◆ **Instructions to follow**: Where "exact" occurs in a line of the entries below, copy that line.

##### Data records #####

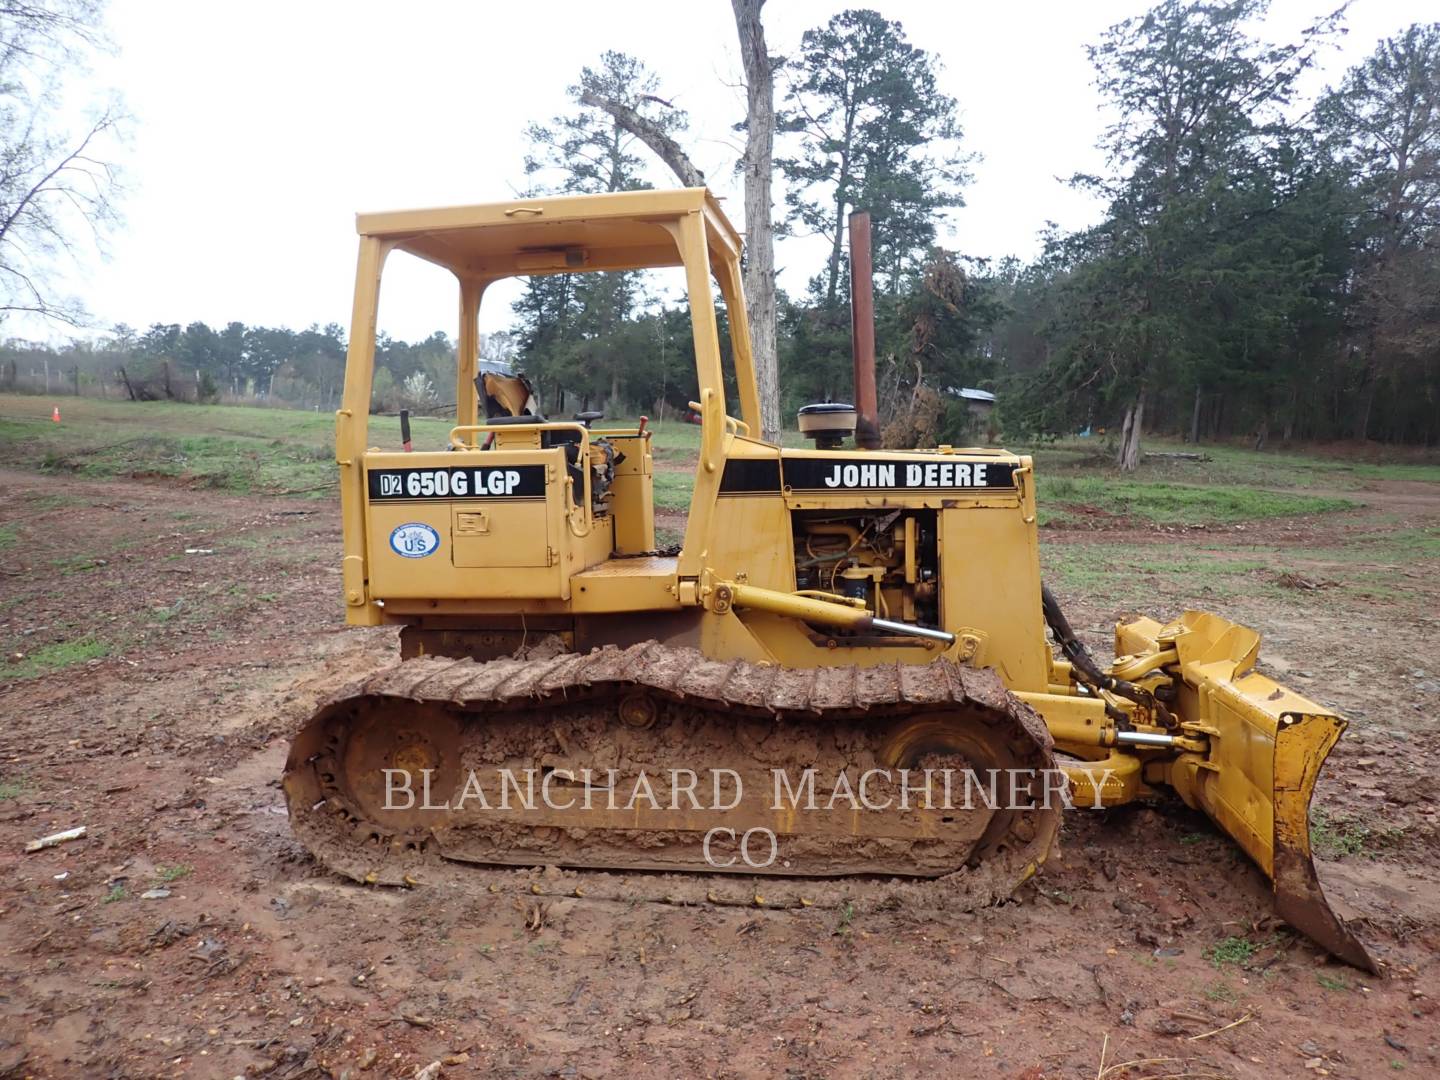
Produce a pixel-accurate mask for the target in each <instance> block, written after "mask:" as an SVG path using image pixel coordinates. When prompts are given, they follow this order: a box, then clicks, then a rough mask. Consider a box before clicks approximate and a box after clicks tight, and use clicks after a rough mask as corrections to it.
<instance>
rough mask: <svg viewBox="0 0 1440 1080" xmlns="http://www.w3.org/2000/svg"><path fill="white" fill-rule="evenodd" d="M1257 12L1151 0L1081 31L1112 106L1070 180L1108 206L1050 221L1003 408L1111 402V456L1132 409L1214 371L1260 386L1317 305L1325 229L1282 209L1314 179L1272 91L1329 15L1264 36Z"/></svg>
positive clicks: (1134, 421)
mask: <svg viewBox="0 0 1440 1080" xmlns="http://www.w3.org/2000/svg"><path fill="white" fill-rule="evenodd" d="M1263 12H1264V0H1225V1H1210V0H1201V1H1189V3H1187V1H1184V0H1166V3H1162V4H1159V6H1156V7H1153V9H1152V10H1151V12H1148V13H1146V14H1143V16H1138V17H1135V19H1129V20H1126V22H1122V23H1119V24H1116V26H1115V27H1112V29H1110V30H1109V32H1106V35H1104V36H1103V39H1102V40H1100V43H1099V45H1096V46H1093V48H1092V49H1090V58H1092V62H1093V63H1094V66H1096V71H1097V73H1099V86H1100V89H1102V91H1103V92H1104V94H1106V96H1107V98H1109V99H1110V102H1112V105H1113V107H1115V109H1116V112H1117V115H1119V120H1117V122H1116V124H1113V125H1112V127H1110V128H1109V130H1107V132H1106V137H1104V143H1103V145H1104V148H1106V151H1107V154H1109V166H1110V170H1109V173H1107V174H1104V176H1077V177H1076V179H1074V183H1076V184H1077V186H1080V187H1084V189H1089V190H1093V192H1096V193H1099V194H1102V196H1103V197H1104V199H1106V200H1107V203H1109V210H1107V215H1106V217H1104V220H1103V222H1102V223H1100V225H1097V226H1096V228H1093V229H1087V230H1083V232H1080V233H1076V235H1071V236H1064V238H1056V239H1054V245H1053V251H1051V255H1050V258H1051V262H1053V264H1054V265H1056V266H1057V268H1058V269H1060V271H1061V272H1060V274H1058V275H1057V278H1056V288H1057V291H1058V292H1057V298H1056V308H1057V311H1056V317H1054V320H1053V321H1051V324H1050V328H1048V337H1050V340H1051V344H1053V348H1054V354H1053V359H1051V361H1050V363H1047V364H1045V367H1044V369H1043V370H1041V372H1038V373H1037V374H1035V376H1034V377H1031V379H1030V380H1027V382H1018V383H1017V392H1018V393H1020V402H1017V405H1015V406H1012V415H1017V416H1020V415H1022V416H1024V419H1025V420H1028V423H1030V425H1031V426H1037V428H1048V429H1063V428H1066V426H1070V425H1076V423H1079V422H1081V419H1084V418H1089V416H1090V415H1096V413H1102V415H1112V416H1113V415H1115V413H1117V412H1123V435H1122V445H1120V465H1122V468H1133V467H1135V465H1136V462H1138V454H1139V431H1140V428H1142V425H1143V423H1145V422H1146V409H1148V408H1149V416H1151V422H1153V418H1155V416H1156V415H1164V410H1165V409H1169V410H1171V413H1172V418H1174V416H1175V415H1178V412H1179V408H1181V406H1179V402H1181V400H1184V392H1185V390H1189V392H1191V393H1192V395H1194V400H1195V406H1197V409H1198V406H1200V403H1201V400H1202V397H1204V395H1205V392H1207V390H1210V389H1212V387H1215V386H1221V384H1223V386H1225V387H1228V389H1230V390H1241V392H1247V393H1248V395H1251V396H1254V399H1256V400H1259V402H1260V403H1264V402H1266V400H1267V399H1269V396H1270V395H1272V393H1273V389H1274V383H1276V380H1282V379H1283V370H1284V369H1286V366H1287V364H1292V363H1295V361H1297V359H1299V356H1297V351H1296V347H1297V323H1299V321H1300V320H1302V318H1303V317H1308V315H1313V314H1315V307H1316V302H1318V297H1316V288H1318V284H1319V281H1318V279H1319V275H1320V272H1322V269H1323V266H1325V251H1323V243H1322V240H1323V238H1322V236H1320V235H1318V233H1316V232H1315V230H1308V229H1297V228H1296V225H1297V222H1302V220H1305V219H1308V217H1310V216H1312V210H1313V206H1315V200H1319V202H1320V204H1323V203H1325V200H1326V199H1328V197H1329V189H1328V186H1326V183H1325V179H1323V176H1320V170H1319V167H1318V166H1316V163H1315V161H1313V157H1312V156H1310V153H1309V151H1310V148H1309V140H1308V137H1306V134H1305V132H1303V131H1300V130H1297V128H1296V127H1295V125H1292V124H1290V122H1289V121H1287V118H1286V109H1287V107H1290V105H1292V96H1293V92H1295V84H1296V79H1297V78H1299V76H1300V73H1302V72H1303V71H1305V69H1306V68H1308V66H1309V65H1310V63H1312V60H1313V58H1315V49H1316V48H1318V46H1319V43H1320V42H1322V40H1323V39H1325V36H1326V35H1328V32H1329V30H1331V24H1329V22H1328V20H1326V22H1325V23H1322V24H1318V26H1315V27H1312V29H1310V30H1309V32H1308V35H1306V36H1305V39H1303V40H1302V42H1299V43H1284V45H1270V43H1266V42H1263V40H1260V39H1259V37H1257V36H1254V33H1253V32H1251V29H1250V27H1251V23H1253V20H1256V19H1257V17H1259V16H1260V14H1261V13H1263ZM1176 392H1178V393H1176ZM1156 410H1159V413H1158V412H1156Z"/></svg>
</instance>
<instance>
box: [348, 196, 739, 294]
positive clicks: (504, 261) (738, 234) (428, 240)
mask: <svg viewBox="0 0 1440 1080" xmlns="http://www.w3.org/2000/svg"><path fill="white" fill-rule="evenodd" d="M691 213H703V215H704V219H706V239H707V242H708V246H710V256H711V259H716V258H721V253H724V255H729V256H730V258H734V259H739V258H740V238H739V233H736V230H734V226H732V225H730V222H729V220H726V216H724V212H723V210H721V209H720V203H719V202H717V200H716V197H714V196H713V194H710V192H708V190H707V189H704V187H683V189H678V190H670V192H615V193H609V194H576V196H557V197H540V199H524V200H518V202H510V203H484V204H480V206H451V207H441V209H433V210H396V212H390V213H361V215H357V217H356V230H357V232H359V233H360V235H361V236H376V238H380V239H384V240H389V242H393V243H395V246H396V248H397V249H399V251H406V252H410V253H412V255H418V256H419V258H422V259H426V261H429V262H433V264H438V265H441V266H445V268H446V269H449V271H452V272H454V274H455V275H456V276H462V278H485V279H494V278H505V276H513V275H521V274H567V272H569V274H573V272H579V271H626V269H644V268H647V266H678V265H681V262H683V261H681V256H680V249H678V246H677V245H675V239H674V235H672V233H671V230H670V229H667V226H670V225H675V223H678V222H680V220H681V219H683V217H685V216H687V215H691Z"/></svg>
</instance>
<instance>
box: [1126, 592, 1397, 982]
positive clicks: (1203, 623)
mask: <svg viewBox="0 0 1440 1080" xmlns="http://www.w3.org/2000/svg"><path fill="white" fill-rule="evenodd" d="M1169 648H1174V649H1175V652H1176V658H1178V661H1179V670H1181V675H1182V680H1184V687H1182V688H1181V694H1179V700H1178V701H1176V703H1175V706H1176V710H1178V714H1179V721H1181V724H1182V726H1184V727H1185V730H1187V732H1188V733H1191V734H1204V736H1207V740H1208V750H1207V752H1205V753H1182V755H1179V756H1178V757H1176V759H1174V762H1169V763H1168V769H1169V775H1168V776H1166V779H1168V782H1169V785H1171V786H1172V788H1174V789H1175V791H1176V792H1178V793H1179V796H1181V798H1182V799H1184V801H1185V802H1187V804H1188V805H1191V806H1194V808H1197V809H1202V811H1204V812H1205V814H1208V815H1210V818H1211V819H1212V821H1214V822H1215V824H1217V825H1220V828H1223V829H1224V831H1225V832H1227V834H1230V837H1231V838H1233V840H1234V841H1236V842H1237V844H1240V847H1241V848H1244V851H1246V852H1247V854H1248V855H1250V857H1251V858H1253V860H1254V861H1256V863H1257V864H1259V865H1260V868H1261V870H1264V873H1266V874H1267V876H1269V877H1270V881H1272V886H1273V888H1274V907H1276V913H1277V914H1279V916H1280V917H1282V919H1284V920H1286V922H1287V923H1289V924H1290V926H1293V927H1295V929H1296V930H1300V932H1302V933H1305V935H1306V936H1308V937H1310V939H1312V940H1313V942H1316V943H1318V945H1320V946H1322V948H1325V949H1326V950H1329V952H1331V953H1332V955H1335V956H1336V958H1339V959H1342V960H1345V962H1346V963H1349V965H1354V966H1355V968H1361V969H1364V971H1368V972H1374V973H1378V971H1380V968H1378V965H1377V963H1375V960H1374V959H1372V958H1371V955H1369V953H1368V952H1367V949H1365V946H1364V945H1362V943H1361V940H1359V939H1358V937H1356V936H1355V933H1354V932H1352V930H1351V929H1349V927H1348V926H1346V924H1345V923H1344V920H1342V919H1341V917H1339V916H1338V914H1336V913H1335V910H1333V909H1332V907H1331V904H1329V901H1328V900H1326V899H1325V893H1323V890H1322V888H1320V881H1319V878H1318V877H1316V873H1315V863H1313V860H1312V854H1310V819H1309V814H1310V796H1312V795H1313V793H1315V783H1316V780H1318V779H1319V775H1320V769H1322V768H1323V765H1325V759H1326V757H1328V756H1329V753H1331V749H1332V747H1333V746H1335V743H1336V740H1339V737H1341V733H1342V732H1344V730H1345V727H1346V721H1345V720H1344V719H1342V717H1339V716H1336V714H1335V713H1331V711H1329V710H1326V708H1323V707H1322V706H1319V704H1316V703H1315V701H1310V700H1309V698H1306V697H1303V696H1300V694H1296V693H1295V691H1293V690H1289V688H1287V687H1283V685H1280V684H1279V683H1276V681H1273V680H1270V678H1267V677H1266V675H1261V674H1259V672H1257V671H1254V664H1256V658H1257V655H1259V651H1260V635H1259V634H1257V632H1256V631H1253V629H1250V628H1247V626H1240V625H1237V624H1234V622H1230V621H1227V619H1223V618H1220V616H1218V615H1211V613H1208V612H1197V611H1189V612H1185V613H1184V615H1182V616H1181V618H1179V619H1176V621H1175V622H1172V624H1169V625H1168V626H1161V625H1159V624H1158V622H1155V621H1153V619H1145V618H1142V619H1138V621H1135V622H1130V624H1123V625H1119V626H1116V654H1117V655H1123V654H1129V655H1142V654H1148V652H1155V651H1164V649H1169Z"/></svg>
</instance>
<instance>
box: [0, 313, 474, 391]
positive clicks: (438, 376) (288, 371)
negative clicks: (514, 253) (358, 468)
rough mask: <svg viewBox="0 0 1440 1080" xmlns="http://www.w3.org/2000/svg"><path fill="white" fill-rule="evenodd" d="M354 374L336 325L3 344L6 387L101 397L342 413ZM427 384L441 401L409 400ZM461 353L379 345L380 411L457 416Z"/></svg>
mask: <svg viewBox="0 0 1440 1080" xmlns="http://www.w3.org/2000/svg"><path fill="white" fill-rule="evenodd" d="M344 369H346V334H344V330H343V328H341V327H340V325H338V324H334V323H330V324H327V325H324V327H321V325H311V327H308V328H305V330H289V328H285V327H248V325H245V324H243V323H229V324H226V327H225V328H223V330H215V328H212V327H209V325H207V324H204V323H190V324H189V325H186V327H181V325H180V324H177V323H156V324H154V325H151V327H150V328H148V330H145V331H144V333H137V331H135V330H132V328H130V327H127V325H124V324H121V325H117V327H114V328H112V330H111V333H109V334H107V336H104V337H101V338H98V340H95V341H85V340H78V341H73V343H71V344H68V346H60V347H55V346H45V344H33V343H27V341H20V340H16V338H12V340H7V341H4V343H0V387H3V389H7V390H32V392H45V390H46V389H49V390H50V392H52V393H73V392H76V389H78V390H79V392H81V393H85V395H94V396H102V395H104V396H120V397H127V396H134V397H137V399H140V400H156V399H171V400H183V402H194V400H202V402H204V400H230V402H253V403H275V405H287V406H300V408H307V409H310V408H315V409H334V408H338V405H340V393H341V389H343V383H344ZM46 372H48V373H49V384H46ZM413 376H420V377H422V379H425V380H426V383H428V384H429V386H431V387H432V390H433V393H431V395H429V396H426V399H425V400H410V399H408V397H406V396H405V393H403V389H402V387H403V384H405V380H406V379H410V377H413ZM454 384H455V346H454V343H452V341H451V340H449V338H448V337H446V336H445V334H444V333H441V331H436V333H435V334H431V337H428V338H425V340H423V341H416V343H408V341H396V340H395V338H390V337H389V336H386V334H380V337H379V340H377V343H376V377H374V389H373V395H372V403H373V408H374V409H376V410H395V409H399V408H439V409H444V408H449V409H454V402H452V400H451V399H452V397H454V390H452V387H454Z"/></svg>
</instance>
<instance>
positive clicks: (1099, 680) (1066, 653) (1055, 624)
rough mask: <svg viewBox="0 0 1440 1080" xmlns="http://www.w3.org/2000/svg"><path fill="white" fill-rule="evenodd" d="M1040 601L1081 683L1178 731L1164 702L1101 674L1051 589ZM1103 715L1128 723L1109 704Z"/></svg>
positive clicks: (1060, 644) (1110, 675) (1120, 714)
mask: <svg viewBox="0 0 1440 1080" xmlns="http://www.w3.org/2000/svg"><path fill="white" fill-rule="evenodd" d="M1040 599H1041V605H1043V606H1044V611H1045V624H1047V625H1048V626H1050V632H1051V634H1054V635H1056V644H1057V645H1060V651H1061V652H1064V654H1066V660H1068V661H1070V665H1071V668H1073V670H1074V671H1076V672H1077V674H1079V678H1080V681H1081V683H1084V684H1086V685H1087V687H1090V688H1092V690H1109V691H1110V693H1112V694H1117V696H1119V697H1123V698H1126V700H1129V701H1135V704H1138V706H1140V707H1142V708H1148V710H1152V711H1155V714H1156V716H1158V717H1159V719H1161V723H1164V724H1165V727H1176V724H1175V717H1172V716H1171V713H1169V710H1168V708H1165V704H1164V703H1162V701H1159V700H1156V697H1155V694H1152V693H1151V691H1149V690H1145V688H1142V687H1138V685H1135V684H1133V683H1126V681H1125V680H1123V678H1115V677H1113V675H1109V674H1106V672H1104V671H1102V670H1100V665H1099V664H1096V662H1094V657H1092V655H1090V651H1089V649H1087V648H1086V647H1084V642H1083V641H1080V638H1077V636H1076V632H1074V631H1073V629H1071V628H1070V621H1068V619H1067V618H1066V613H1064V611H1061V608H1060V600H1057V599H1056V595H1054V593H1053V592H1050V586H1048V585H1041V586H1040ZM1104 711H1106V714H1107V716H1109V717H1110V719H1112V720H1117V721H1122V723H1129V717H1128V716H1125V713H1122V711H1120V710H1119V708H1116V707H1115V706H1112V704H1109V703H1107V704H1106V707H1104Z"/></svg>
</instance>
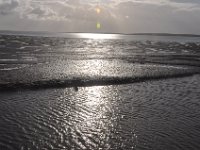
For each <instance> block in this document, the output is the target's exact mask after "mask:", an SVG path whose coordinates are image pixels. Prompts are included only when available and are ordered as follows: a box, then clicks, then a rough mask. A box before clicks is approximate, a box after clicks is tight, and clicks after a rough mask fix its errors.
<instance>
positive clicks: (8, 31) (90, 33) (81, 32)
mask: <svg viewBox="0 0 200 150" xmlns="http://www.w3.org/2000/svg"><path fill="white" fill-rule="evenodd" d="M29 34H34V35H37V34H46V35H53V34H109V35H122V36H123V35H124V36H129V35H130V36H131V35H146V36H175V37H177V36H179V37H200V35H198V34H173V33H108V32H104V33H103V32H102V33H100V32H97V33H95V32H90V33H87V32H49V31H14V30H0V35H29Z"/></svg>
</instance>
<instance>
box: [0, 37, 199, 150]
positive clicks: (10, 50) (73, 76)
mask: <svg viewBox="0 0 200 150" xmlns="http://www.w3.org/2000/svg"><path fill="white" fill-rule="evenodd" d="M93 36H94V35H93ZM96 37H97V36H96ZM136 39H137V38H136ZM136 39H131V37H130V38H128V39H127V38H124V39H103V38H100V39H98V38H94V39H88V38H87V39H77V38H66V37H65V38H63V37H59V38H58V37H57V38H55V37H37V36H34V37H32V36H20V35H0V103H1V105H0V149H13V150H15V149H21V150H26V149H75V150H77V149H91V150H93V149H113V150H116V149H124V150H129V149H136V150H144V149H147V150H149V149H152V150H160V149H165V150H171V149H173V150H179V149H180V150H184V149H186V150H187V149H194V150H196V149H197V150H198V149H200V145H199V141H200V136H199V135H200V126H199V123H200V117H199V116H200V111H199V110H200V101H199V100H200V75H199V73H200V68H199V67H200V43H199V42H198V37H195V40H194V41H192V40H191V39H192V38H191V39H190V40H188V41H187V39H188V38H185V39H184V38H183V39H184V40H182V39H180V37H179V38H178V37H176V38H175V37H173V38H172V40H173V41H169V39H170V38H169V36H168V37H162V38H160V37H159V36H157V37H156V40H153V39H155V37H154V36H153V37H151V36H147V37H145V38H144V39H145V40H144V39H143V40H141V39H140V37H138V39H140V40H139V41H137V40H136ZM158 39H160V41H157V40H158ZM191 41H192V42H191ZM199 41H200V40H199Z"/></svg>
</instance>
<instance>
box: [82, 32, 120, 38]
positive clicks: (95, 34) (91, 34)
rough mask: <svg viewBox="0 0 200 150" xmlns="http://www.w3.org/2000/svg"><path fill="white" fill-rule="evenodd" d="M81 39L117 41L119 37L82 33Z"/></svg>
mask: <svg viewBox="0 0 200 150" xmlns="http://www.w3.org/2000/svg"><path fill="white" fill-rule="evenodd" d="M79 37H80V38H87V39H116V38H117V36H116V35H114V34H97V33H81V34H79Z"/></svg>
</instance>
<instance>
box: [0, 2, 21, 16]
mask: <svg viewBox="0 0 200 150" xmlns="http://www.w3.org/2000/svg"><path fill="white" fill-rule="evenodd" d="M18 6H19V1H18V0H0V14H1V15H6V14H9V13H11V12H13V10H15V9H16V8H17V7H18Z"/></svg>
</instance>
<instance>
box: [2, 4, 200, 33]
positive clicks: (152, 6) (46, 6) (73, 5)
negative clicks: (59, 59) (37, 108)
mask: <svg viewBox="0 0 200 150" xmlns="http://www.w3.org/2000/svg"><path fill="white" fill-rule="evenodd" d="M0 30H17V31H49V32H103V33H105V32H106V33H180V34H200V0H0Z"/></svg>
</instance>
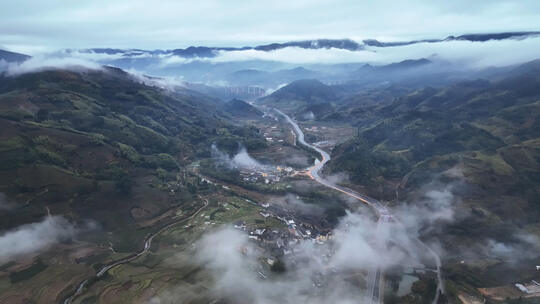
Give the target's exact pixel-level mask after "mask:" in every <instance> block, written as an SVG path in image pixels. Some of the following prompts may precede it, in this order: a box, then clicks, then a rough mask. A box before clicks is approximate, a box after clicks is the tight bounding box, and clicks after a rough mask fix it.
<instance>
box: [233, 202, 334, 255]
mask: <svg viewBox="0 0 540 304" xmlns="http://www.w3.org/2000/svg"><path fill="white" fill-rule="evenodd" d="M260 206H261V207H263V208H264V209H263V210H262V211H260V215H261V216H262V217H264V218H268V217H273V218H276V219H278V220H280V221H282V222H283V223H285V224H286V225H287V230H278V229H268V228H249V227H247V226H246V223H245V222H243V221H240V222H236V223H235V224H234V228H236V229H240V230H244V231H246V232H247V233H248V237H249V239H252V240H254V241H256V242H258V243H259V245H261V246H263V245H264V246H265V247H269V249H272V250H274V252H275V253H277V254H279V255H280V254H283V255H289V254H292V253H294V252H295V245H296V244H297V243H298V242H299V241H300V240H305V239H311V240H312V241H313V242H314V243H316V244H323V243H324V242H326V241H327V240H329V239H331V238H332V235H331V234H329V233H322V232H320V231H319V230H318V229H317V228H315V227H313V226H311V225H309V224H307V223H301V224H298V223H296V222H295V220H294V219H293V218H292V217H290V216H287V215H285V214H279V209H273V208H272V207H271V206H270V204H269V203H263V204H261V205H260Z"/></svg>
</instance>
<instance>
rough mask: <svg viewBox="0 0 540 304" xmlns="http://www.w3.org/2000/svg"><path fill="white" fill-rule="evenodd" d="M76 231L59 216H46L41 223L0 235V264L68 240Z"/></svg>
mask: <svg viewBox="0 0 540 304" xmlns="http://www.w3.org/2000/svg"><path fill="white" fill-rule="evenodd" d="M77 231H78V230H77V229H76V228H75V227H74V226H73V224H71V223H70V222H68V221H67V220H66V219H65V218H63V217H61V216H47V217H45V218H44V219H43V220H42V221H41V222H37V223H32V224H26V225H22V226H20V227H17V228H16V229H13V230H9V231H5V232H3V233H2V234H0V263H5V262H7V261H9V260H12V259H16V258H18V257H20V256H21V255H27V254H35V253H38V252H40V251H42V250H45V249H47V248H48V247H50V246H51V245H53V244H56V243H58V242H60V241H62V240H65V239H69V238H71V237H73V236H74V235H75V234H76V233H77Z"/></svg>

#####

◆ **Result below**:
For each <instance> block in this document, the output is the target's exact mask after "mask:", an SVG path whose coordinates are image pixels. Prompts are included only when available and are ordered as follows: a box, then clicks, then a rough mask. A box before clicks is approximate, a box after clicks is tight, and clicks after a rough mask fix its errors.
Give the target's exact pixel-level mask after "mask:" in every <instance> block, written as an SVG path in image pixels. Some of the following prompts may precede it, in this order: a box, then clicks, then a rough mask. A box before clicks is approximate, a box after clicks is the tight bounding box, and clicks after a rough mask fix it.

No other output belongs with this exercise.